→ Exercise brief:
Write out exactly the lines running from the one that contains "the ball in" through the end of the material.

→ Record set:
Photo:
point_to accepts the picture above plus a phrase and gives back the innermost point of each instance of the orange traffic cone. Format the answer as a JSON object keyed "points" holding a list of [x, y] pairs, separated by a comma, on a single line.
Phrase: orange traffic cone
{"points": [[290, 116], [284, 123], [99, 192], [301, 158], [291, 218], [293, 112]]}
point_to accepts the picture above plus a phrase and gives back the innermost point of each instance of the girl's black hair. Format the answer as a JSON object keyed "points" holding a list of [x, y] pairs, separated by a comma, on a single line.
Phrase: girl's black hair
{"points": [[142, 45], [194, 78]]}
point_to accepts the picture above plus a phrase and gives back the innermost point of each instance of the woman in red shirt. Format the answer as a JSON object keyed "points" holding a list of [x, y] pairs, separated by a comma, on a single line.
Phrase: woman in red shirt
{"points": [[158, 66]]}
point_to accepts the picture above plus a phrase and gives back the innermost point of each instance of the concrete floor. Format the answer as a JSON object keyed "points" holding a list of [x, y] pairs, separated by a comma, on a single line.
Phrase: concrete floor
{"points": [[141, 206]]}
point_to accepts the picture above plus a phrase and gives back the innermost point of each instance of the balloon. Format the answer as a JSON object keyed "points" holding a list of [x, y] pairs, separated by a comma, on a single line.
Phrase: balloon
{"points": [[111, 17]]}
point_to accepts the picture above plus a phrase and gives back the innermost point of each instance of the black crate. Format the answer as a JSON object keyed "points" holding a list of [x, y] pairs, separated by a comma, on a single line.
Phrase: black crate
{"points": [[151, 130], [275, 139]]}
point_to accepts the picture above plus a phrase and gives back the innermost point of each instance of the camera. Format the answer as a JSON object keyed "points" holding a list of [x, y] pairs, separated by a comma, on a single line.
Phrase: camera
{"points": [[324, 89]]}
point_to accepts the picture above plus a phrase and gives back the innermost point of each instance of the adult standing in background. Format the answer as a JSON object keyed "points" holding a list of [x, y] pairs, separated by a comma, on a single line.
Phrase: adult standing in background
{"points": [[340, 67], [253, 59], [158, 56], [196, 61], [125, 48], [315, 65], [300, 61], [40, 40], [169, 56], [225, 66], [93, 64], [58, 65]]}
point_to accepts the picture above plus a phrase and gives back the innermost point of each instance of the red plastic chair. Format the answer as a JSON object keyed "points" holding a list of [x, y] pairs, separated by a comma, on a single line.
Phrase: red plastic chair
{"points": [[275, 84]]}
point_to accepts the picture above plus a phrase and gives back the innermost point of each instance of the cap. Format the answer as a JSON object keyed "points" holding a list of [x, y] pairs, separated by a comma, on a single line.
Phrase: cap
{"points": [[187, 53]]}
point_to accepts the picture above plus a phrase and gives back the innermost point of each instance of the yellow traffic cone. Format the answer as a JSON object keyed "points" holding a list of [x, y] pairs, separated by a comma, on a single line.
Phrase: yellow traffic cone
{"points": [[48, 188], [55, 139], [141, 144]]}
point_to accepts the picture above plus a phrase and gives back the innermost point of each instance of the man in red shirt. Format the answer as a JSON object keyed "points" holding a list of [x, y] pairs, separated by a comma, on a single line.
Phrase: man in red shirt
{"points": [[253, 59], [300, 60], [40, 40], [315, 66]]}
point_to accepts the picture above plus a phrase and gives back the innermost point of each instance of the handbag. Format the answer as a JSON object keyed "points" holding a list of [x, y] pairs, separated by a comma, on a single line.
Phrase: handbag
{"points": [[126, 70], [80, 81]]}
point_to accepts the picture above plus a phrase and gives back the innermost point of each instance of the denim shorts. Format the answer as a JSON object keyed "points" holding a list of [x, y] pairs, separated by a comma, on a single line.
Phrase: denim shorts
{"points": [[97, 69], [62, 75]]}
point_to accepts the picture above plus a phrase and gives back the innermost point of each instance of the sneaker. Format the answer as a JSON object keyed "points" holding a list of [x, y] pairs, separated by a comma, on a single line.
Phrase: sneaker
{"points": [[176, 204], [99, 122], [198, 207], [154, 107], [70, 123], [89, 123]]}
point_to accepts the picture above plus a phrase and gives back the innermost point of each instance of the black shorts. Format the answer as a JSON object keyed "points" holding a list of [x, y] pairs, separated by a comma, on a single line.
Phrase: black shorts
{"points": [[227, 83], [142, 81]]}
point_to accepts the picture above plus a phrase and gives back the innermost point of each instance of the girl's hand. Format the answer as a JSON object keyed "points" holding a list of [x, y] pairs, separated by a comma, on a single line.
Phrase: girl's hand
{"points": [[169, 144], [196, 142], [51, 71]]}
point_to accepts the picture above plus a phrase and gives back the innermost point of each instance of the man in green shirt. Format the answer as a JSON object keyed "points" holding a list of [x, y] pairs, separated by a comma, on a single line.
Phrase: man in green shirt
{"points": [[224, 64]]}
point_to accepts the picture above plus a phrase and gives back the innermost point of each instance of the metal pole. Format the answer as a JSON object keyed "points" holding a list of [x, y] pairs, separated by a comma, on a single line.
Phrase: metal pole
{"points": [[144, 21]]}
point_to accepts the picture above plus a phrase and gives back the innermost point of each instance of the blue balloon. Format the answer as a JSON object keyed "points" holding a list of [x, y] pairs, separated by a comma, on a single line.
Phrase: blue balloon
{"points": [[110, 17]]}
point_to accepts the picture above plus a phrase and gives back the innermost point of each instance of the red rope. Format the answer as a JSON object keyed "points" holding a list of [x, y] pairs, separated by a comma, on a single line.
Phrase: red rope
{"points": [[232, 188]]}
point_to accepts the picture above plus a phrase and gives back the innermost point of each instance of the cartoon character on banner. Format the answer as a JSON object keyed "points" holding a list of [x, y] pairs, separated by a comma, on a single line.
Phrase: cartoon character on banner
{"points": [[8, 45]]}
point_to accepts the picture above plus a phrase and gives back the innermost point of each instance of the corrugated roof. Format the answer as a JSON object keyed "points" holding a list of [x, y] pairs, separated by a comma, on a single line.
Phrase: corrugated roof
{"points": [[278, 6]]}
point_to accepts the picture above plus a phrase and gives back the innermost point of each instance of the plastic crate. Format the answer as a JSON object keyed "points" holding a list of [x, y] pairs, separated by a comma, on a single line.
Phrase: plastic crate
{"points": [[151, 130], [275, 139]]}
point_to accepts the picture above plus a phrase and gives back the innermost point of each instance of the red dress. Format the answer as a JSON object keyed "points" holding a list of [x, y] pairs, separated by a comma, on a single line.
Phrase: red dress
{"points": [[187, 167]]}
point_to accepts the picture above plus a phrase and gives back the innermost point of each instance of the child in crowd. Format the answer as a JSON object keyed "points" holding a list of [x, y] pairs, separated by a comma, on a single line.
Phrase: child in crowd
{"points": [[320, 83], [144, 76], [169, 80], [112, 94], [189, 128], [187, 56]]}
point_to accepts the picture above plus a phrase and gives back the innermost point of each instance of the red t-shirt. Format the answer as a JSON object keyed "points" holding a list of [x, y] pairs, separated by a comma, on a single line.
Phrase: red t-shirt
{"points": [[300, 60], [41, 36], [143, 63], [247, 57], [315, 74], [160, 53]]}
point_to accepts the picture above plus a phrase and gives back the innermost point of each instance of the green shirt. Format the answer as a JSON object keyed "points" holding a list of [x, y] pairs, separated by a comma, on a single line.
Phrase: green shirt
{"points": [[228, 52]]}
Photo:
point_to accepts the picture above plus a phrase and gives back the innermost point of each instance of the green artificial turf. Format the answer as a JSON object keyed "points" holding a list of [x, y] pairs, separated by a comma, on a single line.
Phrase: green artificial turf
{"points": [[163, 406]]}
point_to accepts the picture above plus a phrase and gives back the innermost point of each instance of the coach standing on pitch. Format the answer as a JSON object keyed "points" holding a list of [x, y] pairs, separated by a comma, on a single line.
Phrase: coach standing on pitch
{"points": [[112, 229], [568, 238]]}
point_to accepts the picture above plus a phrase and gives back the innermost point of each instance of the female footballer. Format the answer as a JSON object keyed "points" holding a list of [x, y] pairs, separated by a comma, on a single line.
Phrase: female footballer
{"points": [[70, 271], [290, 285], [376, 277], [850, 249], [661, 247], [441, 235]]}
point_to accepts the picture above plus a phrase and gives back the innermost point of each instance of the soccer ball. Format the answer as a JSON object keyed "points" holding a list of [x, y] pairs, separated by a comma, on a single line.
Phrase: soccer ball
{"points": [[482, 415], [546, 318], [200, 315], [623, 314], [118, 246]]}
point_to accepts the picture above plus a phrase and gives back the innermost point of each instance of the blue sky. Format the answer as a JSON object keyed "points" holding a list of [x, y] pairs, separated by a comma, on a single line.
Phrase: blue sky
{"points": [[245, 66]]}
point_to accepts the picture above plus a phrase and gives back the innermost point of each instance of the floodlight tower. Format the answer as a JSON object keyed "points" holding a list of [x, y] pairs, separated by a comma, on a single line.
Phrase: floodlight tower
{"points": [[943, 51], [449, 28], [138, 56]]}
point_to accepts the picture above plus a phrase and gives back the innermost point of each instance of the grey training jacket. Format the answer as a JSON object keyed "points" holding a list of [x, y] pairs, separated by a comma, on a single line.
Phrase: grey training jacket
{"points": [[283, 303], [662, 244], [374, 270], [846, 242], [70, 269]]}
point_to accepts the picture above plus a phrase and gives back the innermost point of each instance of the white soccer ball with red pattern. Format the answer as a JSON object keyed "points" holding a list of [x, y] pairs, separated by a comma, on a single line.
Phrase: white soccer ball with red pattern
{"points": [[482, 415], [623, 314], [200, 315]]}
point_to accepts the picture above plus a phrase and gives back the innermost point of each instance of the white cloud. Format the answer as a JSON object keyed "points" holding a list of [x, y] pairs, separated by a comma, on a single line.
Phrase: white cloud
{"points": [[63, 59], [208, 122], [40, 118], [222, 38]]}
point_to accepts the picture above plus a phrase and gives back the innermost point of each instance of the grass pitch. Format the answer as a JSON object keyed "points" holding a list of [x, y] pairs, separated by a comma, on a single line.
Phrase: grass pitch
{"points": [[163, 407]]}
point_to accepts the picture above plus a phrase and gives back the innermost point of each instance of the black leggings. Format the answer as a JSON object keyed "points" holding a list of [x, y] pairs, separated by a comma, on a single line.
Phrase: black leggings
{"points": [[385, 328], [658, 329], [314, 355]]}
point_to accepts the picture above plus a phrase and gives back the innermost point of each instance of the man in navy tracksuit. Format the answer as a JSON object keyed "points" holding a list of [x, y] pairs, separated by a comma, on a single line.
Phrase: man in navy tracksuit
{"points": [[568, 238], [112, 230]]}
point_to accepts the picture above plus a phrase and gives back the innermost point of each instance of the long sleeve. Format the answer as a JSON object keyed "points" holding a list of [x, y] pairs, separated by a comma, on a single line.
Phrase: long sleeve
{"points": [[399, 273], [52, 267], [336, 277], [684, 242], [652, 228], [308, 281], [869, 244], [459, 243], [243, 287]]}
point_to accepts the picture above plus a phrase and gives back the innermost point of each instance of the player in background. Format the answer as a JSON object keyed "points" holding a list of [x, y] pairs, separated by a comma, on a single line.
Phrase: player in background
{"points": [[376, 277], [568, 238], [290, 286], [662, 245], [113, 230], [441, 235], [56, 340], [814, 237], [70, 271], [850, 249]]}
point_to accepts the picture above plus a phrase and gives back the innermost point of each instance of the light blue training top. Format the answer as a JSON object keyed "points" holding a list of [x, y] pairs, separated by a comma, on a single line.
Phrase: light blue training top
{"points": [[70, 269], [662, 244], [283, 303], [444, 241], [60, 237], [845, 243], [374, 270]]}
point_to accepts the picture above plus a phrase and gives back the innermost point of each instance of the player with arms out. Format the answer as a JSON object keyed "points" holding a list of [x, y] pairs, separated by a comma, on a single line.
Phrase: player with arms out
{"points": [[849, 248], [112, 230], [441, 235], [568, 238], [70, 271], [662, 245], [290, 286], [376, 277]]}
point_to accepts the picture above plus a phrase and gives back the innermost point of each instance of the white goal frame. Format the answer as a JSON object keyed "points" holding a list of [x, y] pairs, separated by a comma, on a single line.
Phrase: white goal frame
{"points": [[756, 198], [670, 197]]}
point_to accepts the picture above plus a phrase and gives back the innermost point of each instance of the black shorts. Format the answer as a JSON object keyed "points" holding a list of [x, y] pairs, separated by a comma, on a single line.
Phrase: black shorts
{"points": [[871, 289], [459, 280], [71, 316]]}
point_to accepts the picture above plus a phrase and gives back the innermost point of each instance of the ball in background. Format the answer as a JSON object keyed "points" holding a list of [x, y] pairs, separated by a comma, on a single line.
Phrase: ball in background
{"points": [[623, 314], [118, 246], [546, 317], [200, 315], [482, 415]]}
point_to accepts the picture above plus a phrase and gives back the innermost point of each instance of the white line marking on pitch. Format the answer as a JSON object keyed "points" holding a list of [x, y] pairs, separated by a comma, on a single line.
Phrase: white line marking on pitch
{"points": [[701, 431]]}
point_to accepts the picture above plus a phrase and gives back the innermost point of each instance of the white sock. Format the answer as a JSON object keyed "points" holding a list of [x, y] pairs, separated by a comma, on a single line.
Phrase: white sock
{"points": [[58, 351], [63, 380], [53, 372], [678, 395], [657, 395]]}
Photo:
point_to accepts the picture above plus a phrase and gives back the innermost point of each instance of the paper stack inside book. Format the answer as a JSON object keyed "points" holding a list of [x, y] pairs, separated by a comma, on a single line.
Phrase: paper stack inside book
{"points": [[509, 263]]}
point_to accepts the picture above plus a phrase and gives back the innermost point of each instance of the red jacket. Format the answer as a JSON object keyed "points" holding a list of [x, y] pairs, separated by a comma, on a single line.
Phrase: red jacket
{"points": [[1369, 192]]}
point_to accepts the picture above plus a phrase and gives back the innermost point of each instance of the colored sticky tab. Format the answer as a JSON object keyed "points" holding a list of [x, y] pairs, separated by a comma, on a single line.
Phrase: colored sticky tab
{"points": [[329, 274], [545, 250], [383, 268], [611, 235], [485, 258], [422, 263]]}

→ Exercise output:
point_to accepts the picture above plus a phrase and gives back the innermost point of each instance of the ball in background. Format the answer as a JSON object keyed "points" holding a list of [x, y] pairs, separated by a comma, on a single line.
Phrase: ball in background
{"points": [[623, 314], [118, 246], [546, 317], [200, 315], [482, 415]]}
point_to accepts the picture above plus a phrase and gives back the innermost point of each instance of the white line marking on pitch. Format the answer as a JSON object keyed "points" holding a list of [x, y] pairs, separated by a comma, on a single line.
Phrase: white line marking on pitch
{"points": [[701, 431]]}
point_to accepts the picture above plus a phrase and gives back the innermost point of each instance of the white sock. Format the answer as a JSON object keyed "points" holding a list of [x, y] pairs, separated by a comma, on a single line.
Phrase: white sock
{"points": [[58, 351], [63, 380], [53, 372], [678, 395], [657, 395]]}
Photo:
point_to accepts the picture above plus a phrase and gives back the innermost point of each instance of the paper stack inside book. Format the answer as a JSON object keyed "points" holding a list of [x, y] pairs, separated by a comma, on a single line.
Phrase: paper stack inside book
{"points": [[509, 263]]}
point_to accepts the picture above plus a phrase and gives back the innermost point of each instance of the red jacket. Format the answer as a JSON object keyed "points" holding a list of [x, y] pairs, separated by a comma, on a single line.
Phrase: red jacket
{"points": [[1369, 192]]}
point_to accepts the picture above plus a phrase and gives back the innermost point of each instance of the colored sticky tab. Format the answer as a JSON object keyed "points" holding a list of [x, y] pairs, separated by a comma, on a single line.
Phrase: colored sticky tab
{"points": [[329, 274], [545, 250], [383, 268], [611, 235], [485, 258], [422, 263]]}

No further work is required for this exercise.